Source text -
◇ ◇ ◇ ◇ ◇

I never really knew my grandparents. My Grandma Lynette, the only grandparent alive when I was born, died when I was only four. My family has a canon of hilarious stories about Lynette, an intensely opinionated woman with four former husbands. But my foggy memories of her are merely the minty taste of Kellogg’s Grasshopper mint cookies (always stocked in a plastic jar on her counter), a glass cat statue with one missing beaded eye hat held her bedroom door open, and the chunky jewelry around her neck, which now clutters my own mother’s drawer.
And, so, instead of biological grandparents of my own, I had Margaret Garten.
“Margie” was an older woman from a coal-mining town in West Virginia, with a twangy accent and a genius for cooking up pots of hot, thick chicken and dumplings. She was my babysitter (and full-on grandmother) throughout my childhood.

◇ ◇ ◇ ◇ ◇

Problem to solve -
Decide whether each statement agrees with the grandparents passage above. Answer yes or no for each, and quote the words of the passage that settle it.
(a) Grandma Lynette died when the narrator was four years old.
(b) Margie came from a fishing town in Maine.
(c) Margie was the narrator's babysitter throughout the narrator's childhood.

Information provided -
◇ ◇ ◇ ◇ ◇

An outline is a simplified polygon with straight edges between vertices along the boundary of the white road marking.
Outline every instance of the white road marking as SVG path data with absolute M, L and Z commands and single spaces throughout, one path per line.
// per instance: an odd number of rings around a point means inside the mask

◇ ◇ ◇ ◇ ◇

Output for this exercise -
(a) Yes: "died when I was only four."
(b) No: "an older woman from a coal-mining town in West Virginia"
(c) Yes: "She was my babysitter (and full-on grandmother) throughout my childhood."